# TASK INSTRUCTIONS:
Retype each item below word for word, leaving out the pictures.

# SUPPLIED DATA:
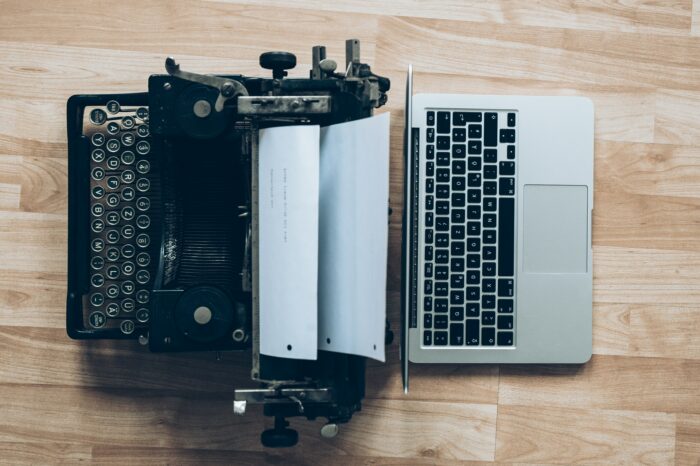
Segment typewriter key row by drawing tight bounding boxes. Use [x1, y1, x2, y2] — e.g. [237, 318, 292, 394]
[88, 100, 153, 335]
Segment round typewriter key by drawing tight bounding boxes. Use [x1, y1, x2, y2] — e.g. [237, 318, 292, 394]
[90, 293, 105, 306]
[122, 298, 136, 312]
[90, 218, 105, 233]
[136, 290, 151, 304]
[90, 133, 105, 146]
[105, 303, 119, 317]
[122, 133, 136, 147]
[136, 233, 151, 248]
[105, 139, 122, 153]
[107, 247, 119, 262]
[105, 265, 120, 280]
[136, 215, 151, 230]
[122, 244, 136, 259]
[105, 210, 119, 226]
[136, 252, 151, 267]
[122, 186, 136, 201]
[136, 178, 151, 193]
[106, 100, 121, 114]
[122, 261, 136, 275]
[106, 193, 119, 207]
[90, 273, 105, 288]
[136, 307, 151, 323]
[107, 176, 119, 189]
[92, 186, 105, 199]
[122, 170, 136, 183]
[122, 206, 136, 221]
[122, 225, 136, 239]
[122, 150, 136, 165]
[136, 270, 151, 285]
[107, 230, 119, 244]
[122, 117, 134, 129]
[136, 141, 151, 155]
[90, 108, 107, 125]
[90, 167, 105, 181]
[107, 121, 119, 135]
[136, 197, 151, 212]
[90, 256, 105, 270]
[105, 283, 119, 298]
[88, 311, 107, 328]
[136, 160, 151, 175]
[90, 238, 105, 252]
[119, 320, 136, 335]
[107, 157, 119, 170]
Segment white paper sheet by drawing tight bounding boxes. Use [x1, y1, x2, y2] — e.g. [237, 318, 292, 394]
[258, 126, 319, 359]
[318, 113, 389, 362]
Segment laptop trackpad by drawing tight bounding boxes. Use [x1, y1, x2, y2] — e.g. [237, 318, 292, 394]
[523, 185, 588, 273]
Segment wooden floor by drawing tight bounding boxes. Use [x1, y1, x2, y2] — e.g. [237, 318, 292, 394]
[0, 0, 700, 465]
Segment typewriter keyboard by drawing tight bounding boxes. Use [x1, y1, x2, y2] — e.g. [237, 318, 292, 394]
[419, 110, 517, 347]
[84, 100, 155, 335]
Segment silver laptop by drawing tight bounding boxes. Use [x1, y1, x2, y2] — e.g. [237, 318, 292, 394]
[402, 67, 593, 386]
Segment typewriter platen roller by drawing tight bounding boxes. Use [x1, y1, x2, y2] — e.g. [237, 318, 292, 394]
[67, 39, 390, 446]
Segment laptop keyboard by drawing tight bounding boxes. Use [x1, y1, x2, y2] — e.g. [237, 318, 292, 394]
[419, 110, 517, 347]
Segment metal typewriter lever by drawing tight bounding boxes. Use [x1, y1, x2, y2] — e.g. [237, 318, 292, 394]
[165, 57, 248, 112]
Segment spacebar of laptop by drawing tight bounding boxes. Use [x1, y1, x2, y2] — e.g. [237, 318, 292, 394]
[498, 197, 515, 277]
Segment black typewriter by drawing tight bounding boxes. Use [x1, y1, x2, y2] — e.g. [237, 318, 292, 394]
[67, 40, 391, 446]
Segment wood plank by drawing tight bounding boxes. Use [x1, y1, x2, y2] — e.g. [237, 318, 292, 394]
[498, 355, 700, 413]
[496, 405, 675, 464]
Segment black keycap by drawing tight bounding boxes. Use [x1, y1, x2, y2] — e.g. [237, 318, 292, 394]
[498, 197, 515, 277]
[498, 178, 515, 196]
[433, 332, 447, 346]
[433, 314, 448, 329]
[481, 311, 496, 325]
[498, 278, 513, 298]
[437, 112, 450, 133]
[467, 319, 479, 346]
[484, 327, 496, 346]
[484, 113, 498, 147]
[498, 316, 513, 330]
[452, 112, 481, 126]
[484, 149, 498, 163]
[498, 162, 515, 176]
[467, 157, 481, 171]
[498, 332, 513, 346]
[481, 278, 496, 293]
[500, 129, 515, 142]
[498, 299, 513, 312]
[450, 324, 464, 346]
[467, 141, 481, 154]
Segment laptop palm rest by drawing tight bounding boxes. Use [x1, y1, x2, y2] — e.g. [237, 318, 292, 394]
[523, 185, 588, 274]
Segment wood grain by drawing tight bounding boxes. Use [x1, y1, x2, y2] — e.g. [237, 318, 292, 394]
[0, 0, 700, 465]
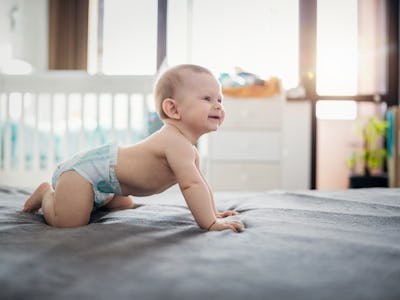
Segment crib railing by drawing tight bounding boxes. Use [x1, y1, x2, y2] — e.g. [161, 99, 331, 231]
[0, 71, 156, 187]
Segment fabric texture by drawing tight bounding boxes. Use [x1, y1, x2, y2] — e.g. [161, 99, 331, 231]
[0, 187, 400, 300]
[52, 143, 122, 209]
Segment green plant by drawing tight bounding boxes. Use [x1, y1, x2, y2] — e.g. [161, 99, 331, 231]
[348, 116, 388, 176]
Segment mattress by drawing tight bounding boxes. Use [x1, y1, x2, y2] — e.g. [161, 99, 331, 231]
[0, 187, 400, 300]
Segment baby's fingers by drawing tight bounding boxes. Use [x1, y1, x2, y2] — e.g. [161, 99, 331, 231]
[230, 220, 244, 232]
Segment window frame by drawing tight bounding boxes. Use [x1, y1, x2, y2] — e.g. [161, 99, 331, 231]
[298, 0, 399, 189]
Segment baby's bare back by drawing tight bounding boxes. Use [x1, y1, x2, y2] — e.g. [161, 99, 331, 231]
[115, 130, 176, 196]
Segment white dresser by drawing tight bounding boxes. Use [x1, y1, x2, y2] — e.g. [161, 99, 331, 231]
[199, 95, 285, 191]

# ANSWER TO THIS TASK:
Segment typewriter key row by drawing tight bounding boxes. Use [x1, y1, x2, y2] — e.g. [237, 318, 292, 394]
[88, 100, 153, 335]
Segment round typewriter key by drawing tight bounding boxes. Use [x1, y1, x2, y2] — e.g. [237, 318, 292, 394]
[90, 293, 105, 306]
[122, 298, 136, 312]
[90, 218, 105, 233]
[136, 290, 151, 304]
[90, 133, 105, 146]
[105, 303, 119, 317]
[122, 133, 136, 147]
[136, 233, 151, 248]
[105, 139, 122, 153]
[107, 247, 119, 262]
[105, 265, 120, 280]
[136, 215, 151, 230]
[122, 244, 136, 259]
[105, 210, 119, 226]
[136, 252, 151, 267]
[122, 186, 136, 201]
[136, 178, 151, 193]
[106, 100, 121, 114]
[122, 261, 136, 275]
[106, 193, 119, 207]
[90, 273, 105, 288]
[136, 307, 151, 323]
[107, 176, 119, 189]
[92, 186, 105, 199]
[122, 170, 136, 183]
[122, 206, 136, 221]
[122, 225, 136, 239]
[122, 150, 136, 165]
[136, 270, 151, 285]
[107, 230, 119, 244]
[122, 117, 134, 129]
[136, 141, 151, 155]
[90, 108, 107, 125]
[90, 167, 105, 181]
[107, 121, 119, 135]
[136, 197, 151, 212]
[90, 256, 105, 270]
[105, 283, 119, 298]
[88, 311, 107, 328]
[136, 160, 151, 175]
[90, 238, 105, 252]
[119, 320, 136, 335]
[107, 157, 119, 170]
Segment white paper sheet by drawing tight bounding boxes. Use [x1, y1, x2, y2] — e.g. [237, 318, 292, 394]
[258, 126, 319, 359]
[318, 113, 389, 362]
Segment laptop trackpad by drawing tight bounding boxes. Use [x1, y1, x2, y2] — e.g. [237, 318, 292, 394]
[523, 185, 588, 273]
Segment wooden floor by drawing tight bounding boxes. Use [x1, y1, x2, y2] — e.g. [237, 318, 292, 394]
[0, 0, 700, 465]
Segment typewriter keyboard by drawing tight bounding boxes. Use [x1, y1, x2, y2] — e.g. [237, 318, 292, 394]
[419, 110, 517, 347]
[84, 100, 155, 335]
Segment silver laptop by drawing tight bounding boxes. Use [x1, y1, x2, y2] — e.g. [237, 318, 292, 394]
[402, 67, 593, 386]
Segment typewriter platen roller by drawing tight bounding boxes. Use [x1, y1, x2, y2] — e.g. [237, 318, 292, 394]
[67, 39, 390, 446]
Segment laptop keyboard by drawing tight bounding boxes. Use [x1, y1, x2, y2] — e.g. [237, 318, 292, 394]
[419, 110, 517, 347]
Segment metal typewriter lever by drawing tight bounding boxes. Use [x1, y1, x2, y2] — e.g. [237, 318, 292, 394]
[165, 57, 248, 112]
Segment spacebar of laptop by drawing tight bounding boxes. Use [x1, y1, x2, y2] — e.g. [237, 318, 292, 394]
[498, 197, 515, 277]
Segment black typewriter by drawing tight bounding boxes. Use [x1, y1, x2, y2] — e.g. [237, 318, 292, 394]
[67, 40, 391, 446]
Segment wood plank by drawing tight bounding boxes. Use [x1, y1, x2, y2] — e.g. [237, 318, 292, 394]
[498, 355, 700, 413]
[496, 405, 675, 464]
Segment black keycap by drawing tight bounding boxes. Use [x1, y1, x2, y2] — e.g. [237, 318, 292, 394]
[498, 197, 515, 277]
[498, 178, 515, 196]
[433, 332, 447, 346]
[433, 314, 448, 329]
[481, 311, 496, 325]
[498, 278, 513, 298]
[437, 112, 450, 133]
[467, 319, 479, 346]
[484, 327, 496, 346]
[484, 113, 498, 147]
[498, 316, 513, 330]
[452, 112, 481, 126]
[484, 149, 498, 163]
[498, 162, 515, 176]
[467, 157, 481, 171]
[498, 332, 513, 346]
[481, 278, 496, 293]
[500, 129, 515, 142]
[498, 299, 513, 312]
[450, 324, 464, 346]
[467, 141, 481, 154]
Segment laptop palm rest by drawing tight bounding boxes. Use [x1, y1, x2, y2] — e.g. [237, 318, 292, 394]
[523, 185, 588, 274]
Segment wood grain by drawing tight bounding boxes. Use [x1, y1, x2, y2] — e.g. [237, 318, 292, 394]
[0, 0, 700, 465]
Segment crib railing by drawing tight bounding boxes. Use [x1, y1, x2, y2] — e.g. [161, 99, 331, 231]
[0, 71, 156, 187]
Segment fabric texture by drawing tight bounding boxes. Use [x1, y1, x2, y2] — e.g. [161, 99, 331, 231]
[0, 187, 400, 300]
[52, 143, 122, 209]
Segment green plant by drawing tight bounding boxes. Use [x1, y1, x2, y2] — e.g. [161, 99, 331, 231]
[348, 116, 388, 176]
Segment mattress by drawing tight bounding boxes. Use [x1, y1, x2, y2] — e.g. [161, 99, 331, 231]
[0, 187, 400, 300]
Segment baby's fingers by drawing tight bounding boxes. Use [x1, y1, x2, y2] — e.g. [161, 99, 331, 231]
[230, 220, 244, 232]
Segment window frame by drawing tight bounding boxes. Use [x1, y1, x2, y2] — e.g. [161, 99, 331, 231]
[298, 0, 399, 189]
Segment baby's bare back by drawing tight bounding boxes. Use [x1, y1, x2, y2] — e.g. [161, 99, 331, 231]
[115, 130, 176, 196]
Segment white dresser by drawing tight bounding boxes. Use [x1, y1, x2, y2] — e.g. [161, 99, 331, 231]
[199, 95, 285, 191]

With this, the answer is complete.